- [Requirement 1]:
Write out the stretch of the passage on planetary orbits from "In the early" through "from the system.".
- [Requirement 2]:
Pick up the passage on planetary orbits where it stops and keep writing.

- [Given passage]:
......
In the early stages of the formation of the planetary system, with lots of matter in the accretion disk, this effect will circularize any orbit pretty fast, compared to planet formation times.
All planets will be formed in circular orbits, it's the elliptical ones that are exceptional. Those planets suffered strong perturbations from one or more other bodies without being totally expelled from the system.
But perhaps there is a reason why we are finding planets with such high eccentricity. We are finding first the very large planets with very low period orbits, this might be an improbable way for a planet to be formed in the first place. In our system the giant planets orbit more distant from the sun than the smaller planets. Perhaps those big planets we are finding were originally formed in the same distance from their suns as our gas giants, but were thrown into those very small period orbits by external perturbations.
Mass of the star can be calculated from its spectrum and brightness. We have models for star formation, based on studies of the nuclear reactions that happen at the core. These stars are all relatively near, so the distance to several of them can be measured directly from the parallax. Knowing the type of the star and the distance, the mass can be calculated from the brightness.
......
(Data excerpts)
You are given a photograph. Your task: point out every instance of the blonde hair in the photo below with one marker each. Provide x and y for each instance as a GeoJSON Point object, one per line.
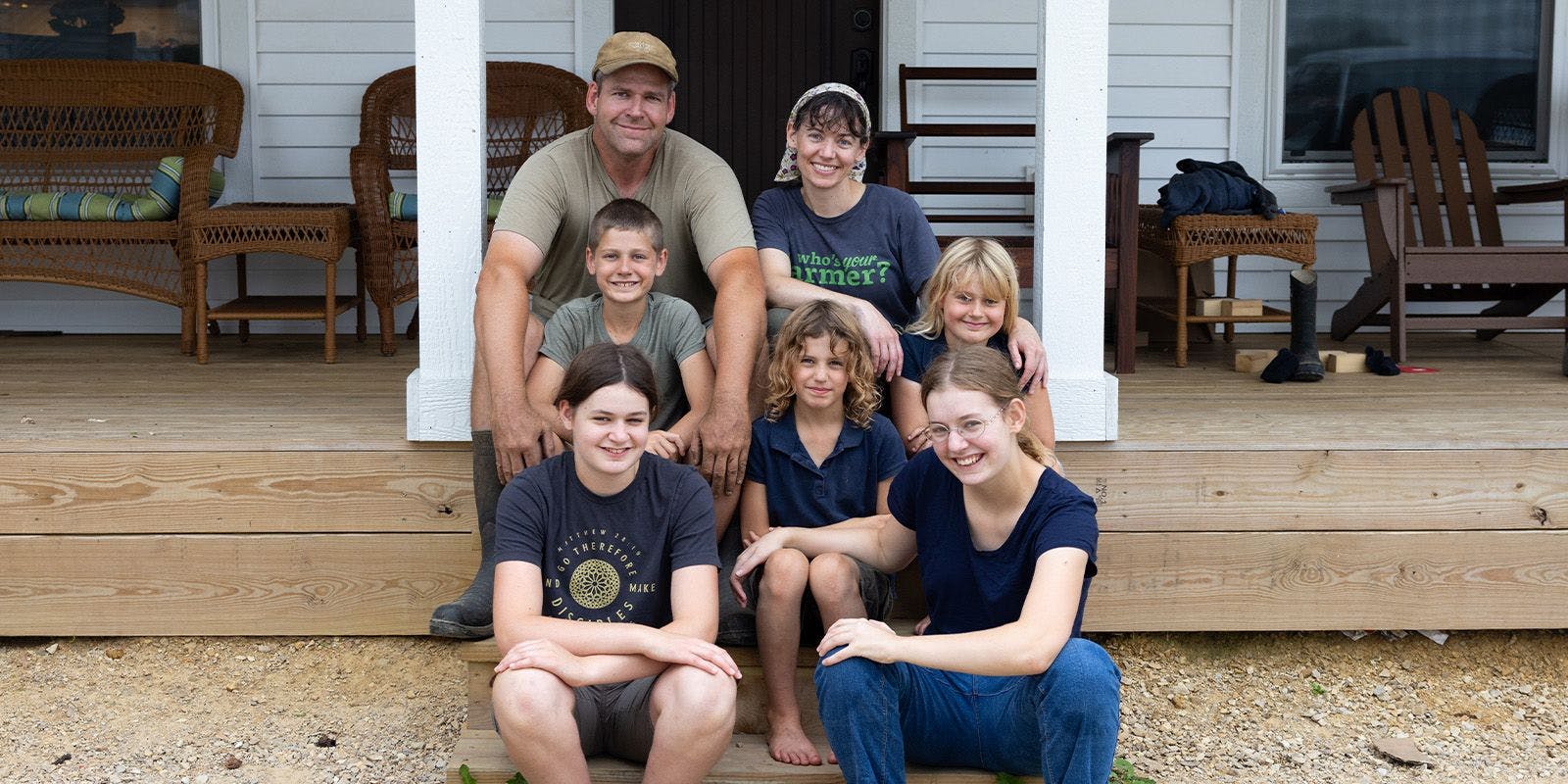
{"type": "Point", "coordinates": [984, 368]}
{"type": "Point", "coordinates": [835, 321]}
{"type": "Point", "coordinates": [979, 259]}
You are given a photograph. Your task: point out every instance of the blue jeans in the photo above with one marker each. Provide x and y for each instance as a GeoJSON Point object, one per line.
{"type": "Point", "coordinates": [1060, 723]}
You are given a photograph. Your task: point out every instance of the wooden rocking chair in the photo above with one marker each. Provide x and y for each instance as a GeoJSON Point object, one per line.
{"type": "Point", "coordinates": [1431, 267]}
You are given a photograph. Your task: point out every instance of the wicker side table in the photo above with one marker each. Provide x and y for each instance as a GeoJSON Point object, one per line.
{"type": "Point", "coordinates": [1194, 239]}
{"type": "Point", "coordinates": [314, 231]}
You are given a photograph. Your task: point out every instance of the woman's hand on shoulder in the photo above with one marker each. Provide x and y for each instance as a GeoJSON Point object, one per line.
{"type": "Point", "coordinates": [665, 444]}
{"type": "Point", "coordinates": [886, 353]}
{"type": "Point", "coordinates": [859, 637]}
{"type": "Point", "coordinates": [549, 656]}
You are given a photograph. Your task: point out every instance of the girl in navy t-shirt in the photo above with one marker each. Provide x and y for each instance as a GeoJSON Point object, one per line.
{"type": "Point", "coordinates": [820, 455]}
{"type": "Point", "coordinates": [1003, 679]}
{"type": "Point", "coordinates": [606, 593]}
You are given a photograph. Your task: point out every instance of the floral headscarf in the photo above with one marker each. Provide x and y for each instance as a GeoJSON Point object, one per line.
{"type": "Point", "coordinates": [788, 167]}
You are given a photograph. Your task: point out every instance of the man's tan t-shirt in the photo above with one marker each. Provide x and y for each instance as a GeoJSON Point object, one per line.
{"type": "Point", "coordinates": [559, 190]}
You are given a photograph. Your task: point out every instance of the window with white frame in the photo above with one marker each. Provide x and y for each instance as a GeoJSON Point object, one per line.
{"type": "Point", "coordinates": [101, 30]}
{"type": "Point", "coordinates": [1489, 59]}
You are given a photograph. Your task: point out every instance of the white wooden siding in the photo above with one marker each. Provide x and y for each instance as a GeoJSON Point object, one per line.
{"type": "Point", "coordinates": [1175, 71]}
{"type": "Point", "coordinates": [311, 65]}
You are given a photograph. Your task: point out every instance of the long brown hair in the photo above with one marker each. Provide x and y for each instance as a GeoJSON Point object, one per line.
{"type": "Point", "coordinates": [819, 318]}
{"type": "Point", "coordinates": [606, 366]}
{"type": "Point", "coordinates": [984, 368]}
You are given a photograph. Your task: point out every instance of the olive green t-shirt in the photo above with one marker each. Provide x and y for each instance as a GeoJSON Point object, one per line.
{"type": "Point", "coordinates": [559, 190]}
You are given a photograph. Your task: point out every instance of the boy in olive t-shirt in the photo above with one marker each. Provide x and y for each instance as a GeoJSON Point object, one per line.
{"type": "Point", "coordinates": [626, 253]}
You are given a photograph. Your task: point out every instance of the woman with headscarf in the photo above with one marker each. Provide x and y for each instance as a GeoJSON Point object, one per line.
{"type": "Point", "coordinates": [828, 235]}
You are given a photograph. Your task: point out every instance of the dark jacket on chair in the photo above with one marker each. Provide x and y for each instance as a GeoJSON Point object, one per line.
{"type": "Point", "coordinates": [1214, 188]}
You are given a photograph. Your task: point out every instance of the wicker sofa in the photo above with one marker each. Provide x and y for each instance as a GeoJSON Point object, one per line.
{"type": "Point", "coordinates": [71, 125]}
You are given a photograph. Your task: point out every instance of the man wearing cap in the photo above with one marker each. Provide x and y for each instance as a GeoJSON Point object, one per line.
{"type": "Point", "coordinates": [535, 264]}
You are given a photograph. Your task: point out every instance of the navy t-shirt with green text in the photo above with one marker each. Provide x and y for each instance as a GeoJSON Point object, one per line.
{"type": "Point", "coordinates": [882, 250]}
{"type": "Point", "coordinates": [968, 590]}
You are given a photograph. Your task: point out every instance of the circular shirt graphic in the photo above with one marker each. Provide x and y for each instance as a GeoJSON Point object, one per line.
{"type": "Point", "coordinates": [595, 584]}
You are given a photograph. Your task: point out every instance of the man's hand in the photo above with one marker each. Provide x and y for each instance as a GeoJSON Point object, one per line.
{"type": "Point", "coordinates": [521, 439]}
{"type": "Point", "coordinates": [721, 441]}
{"type": "Point", "coordinates": [1029, 357]}
{"type": "Point", "coordinates": [545, 655]}
{"type": "Point", "coordinates": [886, 353]}
{"type": "Point", "coordinates": [665, 444]}
{"type": "Point", "coordinates": [859, 637]}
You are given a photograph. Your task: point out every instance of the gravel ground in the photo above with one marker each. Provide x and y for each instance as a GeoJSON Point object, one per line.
{"type": "Point", "coordinates": [1197, 708]}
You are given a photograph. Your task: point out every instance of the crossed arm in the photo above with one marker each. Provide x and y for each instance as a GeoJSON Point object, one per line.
{"type": "Point", "coordinates": [587, 653]}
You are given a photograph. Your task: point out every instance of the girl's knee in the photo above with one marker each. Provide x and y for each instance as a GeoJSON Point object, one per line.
{"type": "Point", "coordinates": [1086, 674]}
{"type": "Point", "coordinates": [695, 694]}
{"type": "Point", "coordinates": [525, 697]}
{"type": "Point", "coordinates": [849, 676]}
{"type": "Point", "coordinates": [835, 574]}
{"type": "Point", "coordinates": [784, 572]}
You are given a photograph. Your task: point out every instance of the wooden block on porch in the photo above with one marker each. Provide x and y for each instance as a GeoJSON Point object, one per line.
{"type": "Point", "coordinates": [1231, 306]}
{"type": "Point", "coordinates": [1345, 361]}
{"type": "Point", "coordinates": [1228, 306]}
{"type": "Point", "coordinates": [1253, 360]}
{"type": "Point", "coordinates": [1209, 306]}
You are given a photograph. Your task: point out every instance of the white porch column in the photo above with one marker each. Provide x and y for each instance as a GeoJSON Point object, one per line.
{"type": "Point", "coordinates": [1070, 216]}
{"type": "Point", "coordinates": [449, 57]}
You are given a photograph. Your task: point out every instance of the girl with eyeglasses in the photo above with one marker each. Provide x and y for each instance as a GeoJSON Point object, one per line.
{"type": "Point", "coordinates": [1001, 679]}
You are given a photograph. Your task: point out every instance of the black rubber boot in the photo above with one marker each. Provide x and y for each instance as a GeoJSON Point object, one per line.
{"type": "Point", "coordinates": [469, 616]}
{"type": "Point", "coordinates": [1303, 326]}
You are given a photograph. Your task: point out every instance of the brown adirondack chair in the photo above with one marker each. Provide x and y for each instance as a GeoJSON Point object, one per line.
{"type": "Point", "coordinates": [1413, 259]}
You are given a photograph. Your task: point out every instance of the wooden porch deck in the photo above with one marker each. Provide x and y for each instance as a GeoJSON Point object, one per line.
{"type": "Point", "coordinates": [269, 493]}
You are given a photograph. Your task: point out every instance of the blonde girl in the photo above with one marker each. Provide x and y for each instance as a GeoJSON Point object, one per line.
{"type": "Point", "coordinates": [820, 455]}
{"type": "Point", "coordinates": [972, 302]}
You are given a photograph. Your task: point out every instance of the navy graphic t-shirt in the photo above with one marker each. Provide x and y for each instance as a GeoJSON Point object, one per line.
{"type": "Point", "coordinates": [919, 352]}
{"type": "Point", "coordinates": [608, 557]}
{"type": "Point", "coordinates": [882, 250]}
{"type": "Point", "coordinates": [968, 590]}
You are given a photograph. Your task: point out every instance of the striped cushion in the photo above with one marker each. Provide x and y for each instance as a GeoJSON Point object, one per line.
{"type": "Point", "coordinates": [405, 206]}
{"type": "Point", "coordinates": [159, 203]}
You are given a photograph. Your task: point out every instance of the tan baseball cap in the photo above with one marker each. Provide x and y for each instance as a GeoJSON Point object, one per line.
{"type": "Point", "coordinates": [629, 49]}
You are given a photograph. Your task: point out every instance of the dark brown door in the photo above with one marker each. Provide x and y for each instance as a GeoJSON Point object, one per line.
{"type": "Point", "coordinates": [745, 62]}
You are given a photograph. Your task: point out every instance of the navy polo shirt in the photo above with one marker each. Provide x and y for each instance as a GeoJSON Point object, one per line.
{"type": "Point", "coordinates": [966, 588]}
{"type": "Point", "coordinates": [805, 494]}
{"type": "Point", "coordinates": [919, 352]}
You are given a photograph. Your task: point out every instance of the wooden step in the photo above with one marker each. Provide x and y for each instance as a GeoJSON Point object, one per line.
{"type": "Point", "coordinates": [745, 760]}
{"type": "Point", "coordinates": [750, 694]}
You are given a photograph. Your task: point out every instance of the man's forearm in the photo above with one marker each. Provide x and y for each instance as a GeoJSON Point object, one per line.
{"type": "Point", "coordinates": [739, 326]}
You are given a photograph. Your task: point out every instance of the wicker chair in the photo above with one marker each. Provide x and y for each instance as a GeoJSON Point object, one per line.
{"type": "Point", "coordinates": [102, 125]}
{"type": "Point", "coordinates": [527, 104]}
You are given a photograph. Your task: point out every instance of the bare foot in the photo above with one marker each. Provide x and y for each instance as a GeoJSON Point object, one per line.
{"type": "Point", "coordinates": [788, 742]}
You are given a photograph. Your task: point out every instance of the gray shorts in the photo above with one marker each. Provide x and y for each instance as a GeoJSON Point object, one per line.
{"type": "Point", "coordinates": [615, 720]}
{"type": "Point", "coordinates": [875, 596]}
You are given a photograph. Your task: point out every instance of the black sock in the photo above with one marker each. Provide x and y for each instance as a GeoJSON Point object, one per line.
{"type": "Point", "coordinates": [1380, 363]}
{"type": "Point", "coordinates": [1282, 368]}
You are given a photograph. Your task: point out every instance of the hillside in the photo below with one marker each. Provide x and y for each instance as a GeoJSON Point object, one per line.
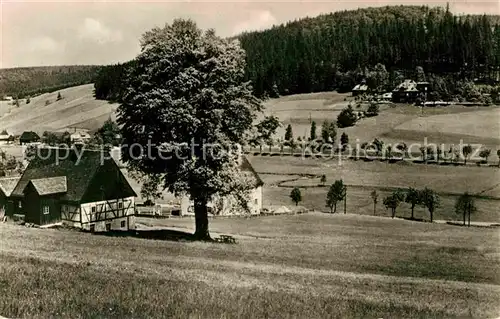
......
- [Answer box 1]:
In the early stages of the formation of the planetary system, with lots of matter in the accretion disk, this effect will circularize any orbit pretty fast, compared to planet formation times.
All planets will be formed in circular orbits, it's the elliptical ones that are exceptional. Those planets suffered strong perturbations from one or more other bodies without being totally expelled from the system.

- [Answer box 2]:
This book shows in an introductory way how it's done, with examples of all the calculations in BASIC. It's a very interesting book, highly recommended.
> Why are we even LOOKING at other planets when we haven't solved the problems on our own?
Space offers solutions to many of those problems. Some problems are related to lack of resources and others to social problems. Space offers unlimited resources compared to what we can get here on Earth. Projects like asteroid mining and space-based solar power are not all that far off from today's technology and they could solve some of our major problems. On the social side, exploration of space can be a unifying theme which will help people to put aside their differences.
Some other social problems, which come from human nature, will never go away and we can't let that hold us back.
The Earth's eccentricity is 0.0167 -- that is EXTREMELY close to circular.